D'un côté, l'administration Bush est échaudée par les précédents démocratiques irakien et palestinien. Le premier (décembre 2005) a polarisé le système politique irakien suivant les clivages entre communautés ethniques et confessionnelles. Le second (janvier 2006) a radicalisé le système politique palestinien puis catalysé le conflit civil partisan entre le Fatah présidentiel et le Hamas primo-ministériel. Tous deux ont ancré chez l'administration républicaine la croyance selon laquelle la démocratisation des sociétés musulmanes de la région catalyse leur islamisation. Là, l'islam ne serait pas soluble dans la démocratie. La greffe démocratique ne prendrait pas sur un corps politique peu acculturé.

De l'autre côté, l'administration Bush reste mue par les intérêts géopolitiques américains. Des frictions ont détérioré la relation bilatérale Washington-Ankara depuis le déclenchement de l'opération Iraqi Freedom et la montée subséquente de l'anti-américanisme. La Grande assemblée nationale a refusé de coopérer lors du déclenchement de l'intervention militaire en 2003. Le Congrès examine une proposition de loi qualifiant l'extermination des Arméniens par l'Empire ottoman de "génocide". Mais la Turquie est un carrefour géopolitique et culturel. Première ligne de défense australe de l'Organisation du Traité de l'Atlantique-Nord, elle stabilise la région de la Mer Noire et verrouille les détroits stratégiques avec la Méditerranée. Elle contrebalance Moscou dans le Caucase. Elle sert (avec l'Iran) de tampon géostratégique entre la Russie et la péninsule arabique. Elle forme un cordon sanitaire contre le fondamentalisme islamique et partage des frontières avec l'Irak, l'Iran et la Syrie. Ankara coopère dans la "guerre globale contre le terrorisme" et met à disposition la base aérienne d'Incirlik pour la conduite des opérations en Irak et en Afghanistan.

L'administration Bush accorde finalement le bénéfice du doute au parti majoritaire AKP. Face au dilemme entre démocratie (islamique) et laïcité (autoritaire), la secrétaire d'État Condoleezza Rice déclare soutenir le processus constitutionnel démocratique. Si l'option démocratique risque d'actualiser un potentiel islamiste, il s'agirait d'une islamisation graduelle et modérée, donc gérable. L'option laïque radicaliserait au contraire un islamisme jusqu'alors modéré, hypothèquerait de jure la candidature d'adhésion turque à l'UE et favoriserait le camp le plus favorable au lancement d'une opération militaire transfrontalière contre le PKK – que l'administration républicaine ménage face à la Turquie pour manipuler sa version iranienne contre l'Iran.

[Données enregistrées]
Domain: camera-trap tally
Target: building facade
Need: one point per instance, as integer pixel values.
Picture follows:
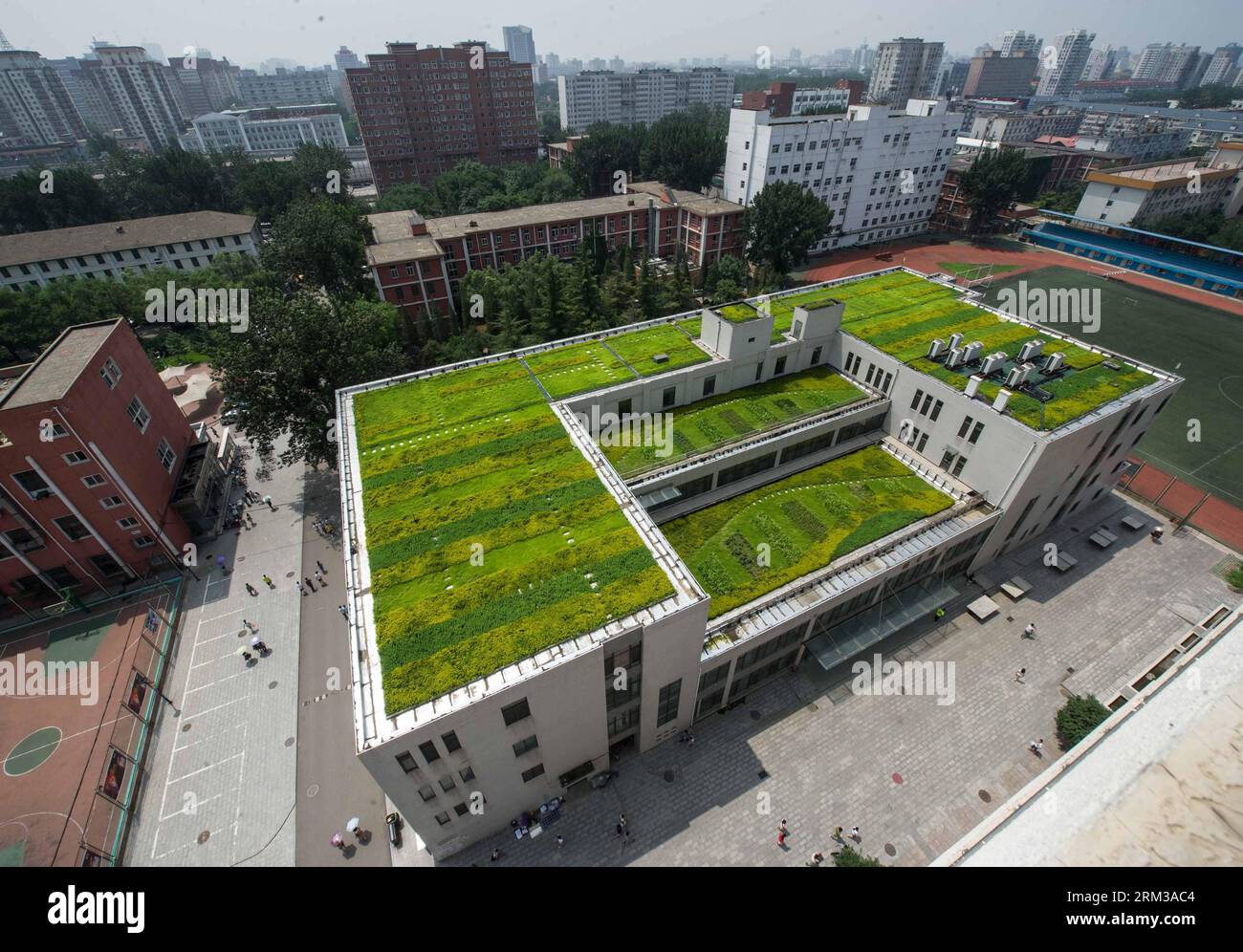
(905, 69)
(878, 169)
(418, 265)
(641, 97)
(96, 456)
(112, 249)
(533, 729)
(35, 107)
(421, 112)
...
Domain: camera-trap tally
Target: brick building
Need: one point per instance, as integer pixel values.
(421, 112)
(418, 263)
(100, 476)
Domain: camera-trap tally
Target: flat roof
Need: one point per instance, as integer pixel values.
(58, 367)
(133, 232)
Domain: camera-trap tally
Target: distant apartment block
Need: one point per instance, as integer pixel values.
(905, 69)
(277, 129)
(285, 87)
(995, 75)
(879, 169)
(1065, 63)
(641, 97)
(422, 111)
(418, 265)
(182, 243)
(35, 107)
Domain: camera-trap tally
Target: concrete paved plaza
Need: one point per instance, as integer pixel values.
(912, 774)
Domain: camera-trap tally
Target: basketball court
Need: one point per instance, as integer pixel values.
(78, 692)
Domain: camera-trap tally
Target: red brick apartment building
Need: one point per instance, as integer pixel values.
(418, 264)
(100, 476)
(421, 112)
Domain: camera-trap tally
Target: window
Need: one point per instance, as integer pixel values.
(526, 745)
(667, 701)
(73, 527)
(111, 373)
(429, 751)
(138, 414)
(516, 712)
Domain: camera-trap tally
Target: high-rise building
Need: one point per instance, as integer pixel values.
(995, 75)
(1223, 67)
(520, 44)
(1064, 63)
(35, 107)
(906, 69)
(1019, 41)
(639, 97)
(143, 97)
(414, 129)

→ **Consignes**:
A. D'après l'extrait, quelle base aérienne Ankara met-elle à disposition pour les opérations en Irak et en Afghanistan ?
B. Énumérez toutes les conséquences que l'extrait attribue à l'option laïque.
C. Selon l'extrait, pourquoi l'administration républicaine croit-elle que la démocratisation des sociétés musulmanes de la région catalyse leur islamisation ?

→ **Corrigé**:
A. La base aérienne d'Incirlik.

B.
- Elle radicaliserait un islamisme jusqu'alors modéré.
- Elle hypothèquerait de jure la candidature d'adhésion turque à l'UE.
- Elle favoriserait le camp le plus favorable au lancement d'une opération militaire transfrontalière contre le PKK.

C. Cette croyance vient des précédents démocratiques irakien et palestinien. Le premier a polarisé le système politique irakien selon les clivages entre communautés ethniques et confessionnelles. Le second a radicalisé le système politique palestinien, puis catalysé le conflit civil entre le Fatah et le Hamas.